▶ _Your task_:
Can you format the lines below as a JSON list of strings, one string per line, with blank lines left out?

Data entries
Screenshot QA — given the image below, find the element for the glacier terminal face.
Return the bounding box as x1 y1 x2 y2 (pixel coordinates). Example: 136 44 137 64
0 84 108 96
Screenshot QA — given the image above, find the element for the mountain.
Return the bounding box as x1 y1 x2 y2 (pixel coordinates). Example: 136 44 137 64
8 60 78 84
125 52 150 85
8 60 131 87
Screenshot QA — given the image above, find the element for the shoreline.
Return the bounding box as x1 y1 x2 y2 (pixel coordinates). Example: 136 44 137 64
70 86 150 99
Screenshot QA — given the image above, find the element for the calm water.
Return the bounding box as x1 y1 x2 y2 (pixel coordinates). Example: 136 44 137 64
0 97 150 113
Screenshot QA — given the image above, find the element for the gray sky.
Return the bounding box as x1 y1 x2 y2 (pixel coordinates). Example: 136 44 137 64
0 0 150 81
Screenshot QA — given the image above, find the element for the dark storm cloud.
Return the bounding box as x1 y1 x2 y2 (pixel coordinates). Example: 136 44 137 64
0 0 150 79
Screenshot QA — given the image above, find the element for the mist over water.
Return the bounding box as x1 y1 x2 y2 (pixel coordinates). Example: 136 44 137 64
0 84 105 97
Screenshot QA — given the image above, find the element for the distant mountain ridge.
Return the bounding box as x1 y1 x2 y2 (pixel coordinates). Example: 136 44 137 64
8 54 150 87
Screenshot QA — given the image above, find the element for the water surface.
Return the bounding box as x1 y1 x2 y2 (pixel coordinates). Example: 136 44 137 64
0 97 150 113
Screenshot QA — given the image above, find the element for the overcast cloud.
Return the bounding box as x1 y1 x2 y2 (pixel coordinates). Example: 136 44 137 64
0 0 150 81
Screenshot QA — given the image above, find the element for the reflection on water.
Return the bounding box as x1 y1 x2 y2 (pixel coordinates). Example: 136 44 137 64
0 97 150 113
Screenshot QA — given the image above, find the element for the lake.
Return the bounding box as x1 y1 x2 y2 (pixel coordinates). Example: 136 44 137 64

▶ _Reply_:
[
  "Screenshot QA — given the image below, find the element for the glacier terminal face.",
  "Return the bounding box as x1 y1 x2 y2 (pixel coordinates). Example: 136 44 137 64",
  "0 84 108 96",
  "Screenshot QA — given the image above, find the element for the mountain.",
  "Return the bounding box as x1 y1 x2 y2 (pixel coordinates). Example: 136 44 137 64",
  "8 60 78 84",
  "125 52 150 85",
  "8 60 131 87",
  "Screenshot QA — given the image above, find the element for the shoreline.",
  "Return the bounding box as x1 y1 x2 y2 (pixel coordinates). Example: 136 44 137 64",
  "70 86 150 99",
  "Screenshot QA — given the image above, find the element for the calm water.",
  "Return the bounding box as x1 y1 x2 y2 (pixel coordinates). Example: 136 44 137 64",
  "0 97 150 113",
  "Screenshot QA — given the image above, find the element for the gray sky.",
  "Return the bounding box as x1 y1 x2 y2 (pixel coordinates). Example: 136 44 137 64",
  "0 0 150 81",
  "Screenshot QA — given the image above, find the element for the dark storm cloud.",
  "Return the bounding box as x1 y1 x2 y2 (pixel coordinates). Example: 136 44 137 64",
  "0 0 150 79",
  "Screenshot QA — given the image above, find the element for the mist over water.",
  "Return the bounding box as x1 y1 x2 y2 (pixel coordinates). Example: 136 44 137 64",
  "0 84 105 97",
  "Screenshot QA — given the image above, find the element for the distant mountain ridge.",
  "Return the bounding box as x1 y1 x2 y2 (pixel coordinates). Example: 136 44 137 64",
  "8 54 150 87",
  "Screenshot QA — given the image above, find the element for the water surface.",
  "Return the bounding box as x1 y1 x2 y2 (pixel coordinates). Example: 136 44 137 64",
  "0 97 150 113",
  "Screenshot QA — given the image above, find the element for the overcast cloud.",
  "Return the bounding box as x1 y1 x2 y2 (pixel coordinates). Example: 136 44 137 64",
  "0 0 150 81",
  "Screenshot QA — given the image above, find the element for the reflection on water.",
  "Return the bounding box as x1 y1 x2 y2 (pixel coordinates). Example: 136 44 137 64",
  "0 97 150 113",
  "Screenshot QA — given the image above, find the element for the lake.",
  "Return the bounding box as x1 y1 x2 y2 (pixel coordinates). Example: 136 44 137 64"
]